-- begin DATASET EXTRACT --

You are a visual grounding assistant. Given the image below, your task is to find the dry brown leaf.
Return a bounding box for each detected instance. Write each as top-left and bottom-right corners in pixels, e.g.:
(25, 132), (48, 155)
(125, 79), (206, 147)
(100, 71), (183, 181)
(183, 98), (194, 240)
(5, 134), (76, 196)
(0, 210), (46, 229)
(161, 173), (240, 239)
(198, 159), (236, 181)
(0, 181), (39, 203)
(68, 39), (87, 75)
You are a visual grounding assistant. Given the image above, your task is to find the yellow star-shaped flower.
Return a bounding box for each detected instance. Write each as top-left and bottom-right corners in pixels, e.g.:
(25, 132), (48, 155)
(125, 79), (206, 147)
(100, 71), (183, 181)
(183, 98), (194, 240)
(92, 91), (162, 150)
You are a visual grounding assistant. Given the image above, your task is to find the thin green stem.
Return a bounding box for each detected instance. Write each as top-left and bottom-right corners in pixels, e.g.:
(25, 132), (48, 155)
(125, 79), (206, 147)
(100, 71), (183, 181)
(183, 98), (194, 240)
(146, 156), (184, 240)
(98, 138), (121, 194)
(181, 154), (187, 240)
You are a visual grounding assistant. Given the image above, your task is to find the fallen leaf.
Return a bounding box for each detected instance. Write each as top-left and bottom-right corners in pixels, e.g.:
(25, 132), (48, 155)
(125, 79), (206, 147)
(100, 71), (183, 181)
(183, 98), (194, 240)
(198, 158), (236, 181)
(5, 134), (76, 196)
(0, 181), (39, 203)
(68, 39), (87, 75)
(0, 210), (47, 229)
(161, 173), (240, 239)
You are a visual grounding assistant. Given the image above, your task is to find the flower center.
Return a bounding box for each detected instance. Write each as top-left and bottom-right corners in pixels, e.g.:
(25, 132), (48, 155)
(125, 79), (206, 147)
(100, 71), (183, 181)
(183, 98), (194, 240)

-- end DATASET EXTRACT --

**WHAT IS NEEDED:**
Rewrite all the records above as a Markdown table with two columns, Row and Line. Give each line its own row with a row number, and leave out blank lines.

**FULL ANSWER:**
| Row | Line |
|---|---|
| 1 | You are a visual grounding assistant. Given the image below, your task is to find the dry brown leaf. |
| 2 | Return a bounding box for each detected instance. Write each as top-left and bottom-right corners in pixels, e.g.: |
| 3 | (25, 132), (48, 155) |
| 4 | (125, 79), (206, 147) |
| 5 | (100, 71), (183, 181) |
| 6 | (183, 98), (194, 240) |
| 7 | (5, 134), (76, 196) |
| 8 | (0, 210), (46, 229) |
| 9 | (161, 173), (240, 239) |
| 10 | (198, 159), (236, 181) |
| 11 | (0, 181), (39, 203) |
| 12 | (68, 39), (87, 75) |
| 13 | You are a visual grounding assistant. Given the image above, your task is to find the yellow star-shaped flower. |
| 14 | Return a bounding box for each detected instance. Write each as top-left and bottom-right corners in pixels, e.g.: |
| 15 | (25, 132), (48, 155) |
| 16 | (125, 79), (206, 147) |
| 17 | (100, 71), (183, 181) |
| 18 | (183, 98), (194, 240) |
| 19 | (92, 91), (162, 150) |
| 20 | You are a visual grounding assistant. Given the image above, your task is to find the thin green stem. |
| 21 | Return a bounding box for each detected instance. Write each as top-left and bottom-right corners in pixels, e.g.: |
| 22 | (25, 132), (48, 155) |
| 23 | (125, 79), (206, 147) |
| 24 | (100, 71), (183, 181) |
| 25 | (183, 98), (194, 240) |
| 26 | (146, 156), (184, 240) |
| 27 | (98, 138), (121, 194) |
| 28 | (181, 154), (187, 240) |
| 29 | You are a visual grounding assistant. Given the image above, your task is to find the fallen leaf. |
| 30 | Return a bounding box for each detected instance. Write each as top-left and bottom-right corners in pixels, e.g.: |
| 31 | (25, 132), (48, 155) |
| 32 | (125, 79), (206, 147) |
| 33 | (100, 71), (183, 181) |
| 34 | (183, 98), (194, 240) |
| 35 | (198, 158), (236, 181) |
| 36 | (5, 134), (76, 196) |
| 37 | (0, 181), (39, 203) |
| 38 | (68, 39), (87, 75) |
| 39 | (0, 210), (47, 229) |
| 40 | (161, 173), (240, 239) |
| 41 | You are a visual grounding assistant. Given the image above, your task is to find the flower center. |
| 42 | Return a bounding box for each detected instance. Write each as top-left and bottom-right corners in pixels, e.g.: |
| 43 | (25, 132), (48, 155) |
| 44 | (125, 79), (206, 147) |
| 45 | (100, 71), (183, 181) |
| 46 | (183, 98), (194, 240) |